[Opening PASSAGE FOR REVIEW section]
In recent years, but particularly following the covid-19 pandemic, domestic discussion about the need to reshore supply chains has gained traction among all political parties, which hope to increase the resilience of certain sectors of the economy, including the aeronautical, pharmaceutical, and chemical sectors. That being said, Paris would be open to negotiating bilateral free-trade agreements in the region but would not welcome the conclusion of such an agreement with Beijing. Instead, it would like to see further cooperation with well-established partners such as Japan and Australia, but also the Association of Southeast Asian Nations (ASEAN) and Indonesia. As concerns priorities for the tech domain, France believes that, in the context of the Indo-Pacific, the EU should strive to excel in all domains, from the future of labour and 5G partnerships to the responsible use of AI. Future research and development activity should include innovation, data governance, and cyber security.
View of the Indo-Pacific
In Germany, the Ministry of Foreign Affairs leads the debate on the Indo-Pacific, which it understands as a question that goes beyond mere geographical terms. Berlin’s definition of the Indo-Pacific encompasses everything covered by the Indian and Pacific Ocean. For Germany, an EU approach to the region is vital in order to uphold EU economic interests and fend off regional threats to EU strategic interests and economic coercion, but also to discuss climate change and further environmental considerations.
EU Indo-Pacific strategy
From a geostrategic perspective, Germany sees the forthcoming EU strategy as an opportunity for the EU, and as a way to manage the rise of China rather than as a containment measure. This was underscored by Berlin’s decision to call its domestic vision for the Indo-Pacific “guidelines” rather than a “strategy”. Against this backdrop, Germany’s vision for the Indo-Pacific is one that would aim to oppose Chinese hegemony, but without taking sides in the competition between the United States and China. Based on these considerations, Germany would like to see the European Union strengthen ties with Japan, India, and the United Kingdom, and would welcome the deepening of partnerships with New Zealand and the Association of Southeast Asian Nations (ASEAN).
Germany regards security considerations in the Indo-Pacific as important, especially against the backdrop of tensions in the South China Sea and the Taiwan Strait, which could undermine the overall stability of the region. That being said, Germany would welcome EU security engagement that is more orientated to non-traditional security issues: it believes that the regulatory power of the EU should be employed to promote good governance, climate policy, and a rules-based order in the region. Sustainable maritime activities would also be welcome in an effort to promote conscious climate action, although it is not Germany’s prime interest.
[Closing PASSAGE FOR REVIEW section]
[Opening DATASET ENTRIES section]
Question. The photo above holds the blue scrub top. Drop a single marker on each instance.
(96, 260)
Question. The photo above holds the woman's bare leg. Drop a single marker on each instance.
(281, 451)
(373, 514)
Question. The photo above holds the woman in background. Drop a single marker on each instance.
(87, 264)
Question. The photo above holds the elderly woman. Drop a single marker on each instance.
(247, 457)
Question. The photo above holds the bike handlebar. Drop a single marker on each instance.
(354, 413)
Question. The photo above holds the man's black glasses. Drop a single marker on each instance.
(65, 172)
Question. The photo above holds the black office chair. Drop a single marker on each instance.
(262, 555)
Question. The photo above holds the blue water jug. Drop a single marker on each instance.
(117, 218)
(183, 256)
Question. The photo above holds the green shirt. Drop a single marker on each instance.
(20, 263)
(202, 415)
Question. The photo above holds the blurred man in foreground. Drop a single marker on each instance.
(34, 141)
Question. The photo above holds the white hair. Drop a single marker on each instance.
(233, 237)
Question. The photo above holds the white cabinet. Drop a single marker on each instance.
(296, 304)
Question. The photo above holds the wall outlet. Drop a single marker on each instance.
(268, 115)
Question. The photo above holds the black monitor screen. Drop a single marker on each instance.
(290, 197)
[Closing DATASET ENTRIES section]
COMPLETE THE FOLLOWING:
a) Say whether each statement agrees with the Indo-Pacific passage. Answer yes or no, and quote the words from the passage that decide it.
(i) Germany calls its own vision for the Indo-Pacific "guidelines" rather than a "strategy."
(ii) France would welcome a free-trade agreement with Beijing.
(iii) Sustainable maritime activities are Germany's main interest in the region.
b) In the Indo-Pacific passage, which German ministry leads the debate on the Indo-Pacific?
c) Repeat the part of the Indo-Pacific passage from "View of the" to "further environmental considerations." word for word.

RESPONSES IN ORDER:
a)
(i) Yes: "Berlin’s decision to call its domestic vision for the Indo-Pacific “guidelines” rather than a “strategy”"
(ii) No: "would not welcome the conclusion of such an agreement with Beijing"
(iii) No: "although it is not Germany’s prime interest"

b) The Ministry of Foreign Affairs.

c)
View of the Indo-Pacific
In Germany, the Ministry of Foreign Affairs leads the debate on the Indo-Pacific, which it understands as a question that goes beyond mere geographical terms. Berlin’s definition of the Indo-Pacific encompasses everything covered by the Indian and Pacific Ocean. For Germany, an EU approach to the region is vital in order to uphold EU economic interests and fend off regional threats to EU strategic interests and economic coercion, but also to discuss climate change and further environmental considerations.